__Source records__
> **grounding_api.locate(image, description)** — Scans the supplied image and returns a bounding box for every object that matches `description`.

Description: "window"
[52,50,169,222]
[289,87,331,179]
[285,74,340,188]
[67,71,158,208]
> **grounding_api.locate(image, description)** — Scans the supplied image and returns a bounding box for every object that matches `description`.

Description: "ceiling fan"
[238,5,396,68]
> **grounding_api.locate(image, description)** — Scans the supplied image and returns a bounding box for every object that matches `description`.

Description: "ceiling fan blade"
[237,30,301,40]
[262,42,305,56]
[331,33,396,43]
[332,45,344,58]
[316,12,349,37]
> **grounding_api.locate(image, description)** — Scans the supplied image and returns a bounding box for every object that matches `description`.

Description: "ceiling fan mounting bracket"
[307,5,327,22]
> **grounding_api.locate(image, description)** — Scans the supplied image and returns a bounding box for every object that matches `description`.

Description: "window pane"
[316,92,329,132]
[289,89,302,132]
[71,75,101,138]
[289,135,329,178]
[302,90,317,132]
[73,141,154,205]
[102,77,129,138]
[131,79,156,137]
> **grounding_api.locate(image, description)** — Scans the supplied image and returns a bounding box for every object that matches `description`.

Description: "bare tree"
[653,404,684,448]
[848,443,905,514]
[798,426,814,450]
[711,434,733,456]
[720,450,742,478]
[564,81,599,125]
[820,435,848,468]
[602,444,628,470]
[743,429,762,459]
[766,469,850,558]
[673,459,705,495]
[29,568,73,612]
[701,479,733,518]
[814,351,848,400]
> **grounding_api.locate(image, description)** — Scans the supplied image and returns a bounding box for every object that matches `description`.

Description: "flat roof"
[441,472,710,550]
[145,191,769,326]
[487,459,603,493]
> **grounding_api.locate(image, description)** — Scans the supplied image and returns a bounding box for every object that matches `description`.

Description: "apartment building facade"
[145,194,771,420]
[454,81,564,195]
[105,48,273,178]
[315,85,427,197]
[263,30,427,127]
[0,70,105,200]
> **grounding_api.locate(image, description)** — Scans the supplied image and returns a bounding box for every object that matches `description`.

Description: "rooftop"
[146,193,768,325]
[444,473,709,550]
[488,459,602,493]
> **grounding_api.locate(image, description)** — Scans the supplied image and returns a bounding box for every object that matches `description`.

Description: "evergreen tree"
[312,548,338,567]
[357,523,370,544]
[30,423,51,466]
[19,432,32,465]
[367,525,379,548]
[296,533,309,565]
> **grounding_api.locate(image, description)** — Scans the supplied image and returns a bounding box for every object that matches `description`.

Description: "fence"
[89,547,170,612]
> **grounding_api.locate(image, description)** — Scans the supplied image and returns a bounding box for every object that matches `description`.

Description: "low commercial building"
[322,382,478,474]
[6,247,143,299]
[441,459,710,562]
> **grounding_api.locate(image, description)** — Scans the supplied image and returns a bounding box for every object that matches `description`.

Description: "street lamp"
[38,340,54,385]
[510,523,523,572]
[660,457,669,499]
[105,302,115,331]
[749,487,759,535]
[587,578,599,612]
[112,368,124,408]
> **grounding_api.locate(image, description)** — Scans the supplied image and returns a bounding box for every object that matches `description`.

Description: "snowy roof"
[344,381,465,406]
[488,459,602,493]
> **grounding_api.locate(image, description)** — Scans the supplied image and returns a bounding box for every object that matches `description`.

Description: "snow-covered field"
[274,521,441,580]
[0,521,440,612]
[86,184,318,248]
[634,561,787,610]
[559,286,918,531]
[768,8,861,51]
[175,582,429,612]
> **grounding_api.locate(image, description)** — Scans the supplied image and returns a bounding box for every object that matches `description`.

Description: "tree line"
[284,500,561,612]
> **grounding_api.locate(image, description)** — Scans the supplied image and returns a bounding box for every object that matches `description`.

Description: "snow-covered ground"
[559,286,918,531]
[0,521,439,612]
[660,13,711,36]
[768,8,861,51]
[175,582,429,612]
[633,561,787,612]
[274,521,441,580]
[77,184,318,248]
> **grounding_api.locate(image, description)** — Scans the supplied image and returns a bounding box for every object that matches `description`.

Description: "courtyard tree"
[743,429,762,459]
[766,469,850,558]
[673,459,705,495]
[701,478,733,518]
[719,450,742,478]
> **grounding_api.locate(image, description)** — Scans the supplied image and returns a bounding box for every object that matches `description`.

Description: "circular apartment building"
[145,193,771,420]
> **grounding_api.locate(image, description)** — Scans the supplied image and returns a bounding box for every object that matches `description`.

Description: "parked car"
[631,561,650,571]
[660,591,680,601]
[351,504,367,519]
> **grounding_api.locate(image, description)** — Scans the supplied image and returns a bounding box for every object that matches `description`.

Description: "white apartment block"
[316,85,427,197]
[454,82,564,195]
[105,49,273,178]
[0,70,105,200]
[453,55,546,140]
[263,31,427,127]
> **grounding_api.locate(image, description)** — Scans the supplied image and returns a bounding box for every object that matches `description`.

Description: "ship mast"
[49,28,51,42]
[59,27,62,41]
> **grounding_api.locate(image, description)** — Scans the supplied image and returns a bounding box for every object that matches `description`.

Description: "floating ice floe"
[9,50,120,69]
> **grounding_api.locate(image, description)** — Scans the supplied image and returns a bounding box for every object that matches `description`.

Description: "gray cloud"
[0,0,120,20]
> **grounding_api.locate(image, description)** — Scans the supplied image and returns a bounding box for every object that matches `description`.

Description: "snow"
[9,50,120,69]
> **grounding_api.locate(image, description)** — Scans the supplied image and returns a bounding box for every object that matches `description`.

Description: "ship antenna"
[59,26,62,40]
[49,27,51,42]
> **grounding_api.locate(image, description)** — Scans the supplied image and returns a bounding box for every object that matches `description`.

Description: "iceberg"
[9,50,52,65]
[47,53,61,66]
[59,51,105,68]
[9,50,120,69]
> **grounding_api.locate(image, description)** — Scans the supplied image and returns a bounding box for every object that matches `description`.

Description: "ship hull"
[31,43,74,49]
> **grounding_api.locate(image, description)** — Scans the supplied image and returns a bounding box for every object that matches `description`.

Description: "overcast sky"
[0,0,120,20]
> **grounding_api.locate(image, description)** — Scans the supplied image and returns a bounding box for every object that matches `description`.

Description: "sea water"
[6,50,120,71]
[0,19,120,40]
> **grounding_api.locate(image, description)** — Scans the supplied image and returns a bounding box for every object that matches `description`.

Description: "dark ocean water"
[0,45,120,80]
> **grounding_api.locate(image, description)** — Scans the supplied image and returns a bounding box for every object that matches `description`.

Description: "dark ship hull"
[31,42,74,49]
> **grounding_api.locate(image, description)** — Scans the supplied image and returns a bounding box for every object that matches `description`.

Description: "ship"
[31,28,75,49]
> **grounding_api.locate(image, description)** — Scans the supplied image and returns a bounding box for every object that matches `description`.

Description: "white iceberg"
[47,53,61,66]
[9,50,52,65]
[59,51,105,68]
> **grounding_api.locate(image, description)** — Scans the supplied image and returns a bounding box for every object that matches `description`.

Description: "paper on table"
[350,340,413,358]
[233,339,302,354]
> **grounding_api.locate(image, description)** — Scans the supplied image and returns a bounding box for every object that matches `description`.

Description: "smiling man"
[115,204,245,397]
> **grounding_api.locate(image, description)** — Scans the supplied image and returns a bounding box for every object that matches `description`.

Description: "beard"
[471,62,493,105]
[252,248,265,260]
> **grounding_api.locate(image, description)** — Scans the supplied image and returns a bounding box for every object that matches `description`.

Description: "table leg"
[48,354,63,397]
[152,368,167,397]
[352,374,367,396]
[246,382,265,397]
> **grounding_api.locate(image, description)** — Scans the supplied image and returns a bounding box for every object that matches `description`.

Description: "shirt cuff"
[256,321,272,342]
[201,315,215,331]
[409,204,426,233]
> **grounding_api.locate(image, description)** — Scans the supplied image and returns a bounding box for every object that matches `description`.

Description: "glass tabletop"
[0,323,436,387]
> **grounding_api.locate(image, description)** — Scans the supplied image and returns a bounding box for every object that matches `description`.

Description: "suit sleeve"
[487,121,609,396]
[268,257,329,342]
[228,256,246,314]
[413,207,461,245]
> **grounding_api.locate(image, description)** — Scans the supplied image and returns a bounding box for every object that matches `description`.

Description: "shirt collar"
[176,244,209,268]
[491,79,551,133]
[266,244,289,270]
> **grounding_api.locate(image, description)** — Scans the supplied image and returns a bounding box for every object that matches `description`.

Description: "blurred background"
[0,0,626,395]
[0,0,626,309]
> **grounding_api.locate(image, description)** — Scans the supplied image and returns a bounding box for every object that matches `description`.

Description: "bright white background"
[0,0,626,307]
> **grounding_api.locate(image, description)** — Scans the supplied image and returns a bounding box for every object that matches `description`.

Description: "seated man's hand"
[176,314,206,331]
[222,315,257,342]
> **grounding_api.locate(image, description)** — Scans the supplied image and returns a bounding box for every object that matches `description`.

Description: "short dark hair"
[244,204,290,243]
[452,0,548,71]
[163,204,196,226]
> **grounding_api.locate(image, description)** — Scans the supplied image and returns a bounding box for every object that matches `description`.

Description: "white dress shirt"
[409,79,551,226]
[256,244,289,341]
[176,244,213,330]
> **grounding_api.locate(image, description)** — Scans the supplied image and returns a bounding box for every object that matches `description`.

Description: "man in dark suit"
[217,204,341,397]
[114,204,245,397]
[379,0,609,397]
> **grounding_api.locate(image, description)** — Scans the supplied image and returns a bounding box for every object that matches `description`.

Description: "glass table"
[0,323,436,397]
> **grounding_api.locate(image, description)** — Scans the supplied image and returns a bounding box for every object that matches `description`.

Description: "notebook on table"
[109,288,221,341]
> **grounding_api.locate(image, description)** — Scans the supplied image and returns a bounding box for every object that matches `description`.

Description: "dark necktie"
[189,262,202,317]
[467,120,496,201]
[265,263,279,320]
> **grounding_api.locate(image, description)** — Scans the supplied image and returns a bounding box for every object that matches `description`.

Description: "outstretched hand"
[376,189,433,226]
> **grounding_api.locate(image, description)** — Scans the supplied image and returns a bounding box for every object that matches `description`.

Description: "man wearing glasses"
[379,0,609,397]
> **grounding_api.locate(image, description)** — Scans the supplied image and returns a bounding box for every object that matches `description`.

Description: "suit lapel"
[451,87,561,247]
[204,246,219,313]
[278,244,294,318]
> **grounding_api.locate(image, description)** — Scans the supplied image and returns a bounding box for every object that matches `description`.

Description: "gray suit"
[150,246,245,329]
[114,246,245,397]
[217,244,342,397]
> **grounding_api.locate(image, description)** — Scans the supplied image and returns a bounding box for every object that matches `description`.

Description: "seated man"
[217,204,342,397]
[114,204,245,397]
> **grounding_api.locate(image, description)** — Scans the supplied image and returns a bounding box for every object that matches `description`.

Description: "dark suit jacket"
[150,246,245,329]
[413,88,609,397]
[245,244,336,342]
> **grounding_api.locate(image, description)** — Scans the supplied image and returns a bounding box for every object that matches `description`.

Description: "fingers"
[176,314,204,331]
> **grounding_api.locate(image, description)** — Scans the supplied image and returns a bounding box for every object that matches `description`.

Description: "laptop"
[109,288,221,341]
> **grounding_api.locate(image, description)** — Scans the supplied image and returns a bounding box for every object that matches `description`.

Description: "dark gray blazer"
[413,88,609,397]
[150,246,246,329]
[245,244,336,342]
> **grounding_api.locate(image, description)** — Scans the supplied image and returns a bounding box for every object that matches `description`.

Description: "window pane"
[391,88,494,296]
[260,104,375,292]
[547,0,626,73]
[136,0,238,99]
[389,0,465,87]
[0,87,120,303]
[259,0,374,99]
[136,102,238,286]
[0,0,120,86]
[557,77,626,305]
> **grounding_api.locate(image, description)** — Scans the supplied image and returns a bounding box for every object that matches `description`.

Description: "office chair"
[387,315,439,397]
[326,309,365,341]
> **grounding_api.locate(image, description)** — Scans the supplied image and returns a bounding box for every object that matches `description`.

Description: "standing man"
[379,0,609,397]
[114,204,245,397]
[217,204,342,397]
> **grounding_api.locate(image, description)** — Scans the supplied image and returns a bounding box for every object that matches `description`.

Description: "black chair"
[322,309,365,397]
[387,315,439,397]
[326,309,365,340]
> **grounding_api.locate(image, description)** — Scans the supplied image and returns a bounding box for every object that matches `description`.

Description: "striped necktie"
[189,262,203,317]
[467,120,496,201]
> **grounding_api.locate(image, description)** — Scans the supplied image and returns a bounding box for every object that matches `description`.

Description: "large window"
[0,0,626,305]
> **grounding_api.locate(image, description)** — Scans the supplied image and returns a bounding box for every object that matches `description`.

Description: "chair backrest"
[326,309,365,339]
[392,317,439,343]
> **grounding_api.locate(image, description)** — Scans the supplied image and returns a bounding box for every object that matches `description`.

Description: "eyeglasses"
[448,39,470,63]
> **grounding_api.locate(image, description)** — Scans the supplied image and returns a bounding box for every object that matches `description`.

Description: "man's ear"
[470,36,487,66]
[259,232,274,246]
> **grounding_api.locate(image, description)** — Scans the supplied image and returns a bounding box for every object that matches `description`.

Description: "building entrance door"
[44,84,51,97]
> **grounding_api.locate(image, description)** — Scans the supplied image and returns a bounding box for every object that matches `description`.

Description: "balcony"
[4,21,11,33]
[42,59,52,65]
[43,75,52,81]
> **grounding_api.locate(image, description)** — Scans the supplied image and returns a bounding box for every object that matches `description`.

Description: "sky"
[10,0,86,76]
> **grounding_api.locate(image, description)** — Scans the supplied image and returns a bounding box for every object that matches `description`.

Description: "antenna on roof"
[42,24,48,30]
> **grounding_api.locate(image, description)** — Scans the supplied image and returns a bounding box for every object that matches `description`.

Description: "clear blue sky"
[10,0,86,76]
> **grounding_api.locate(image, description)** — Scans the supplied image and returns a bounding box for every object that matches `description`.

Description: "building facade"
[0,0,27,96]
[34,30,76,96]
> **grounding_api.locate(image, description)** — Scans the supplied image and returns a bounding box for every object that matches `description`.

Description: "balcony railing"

__GIVEN REQUEST__
List every line in the rows above that contains the string "necktie", copying each one in full.

__TASK OUTPUT__
Description: "dark necktie"
Description: "striped necktie"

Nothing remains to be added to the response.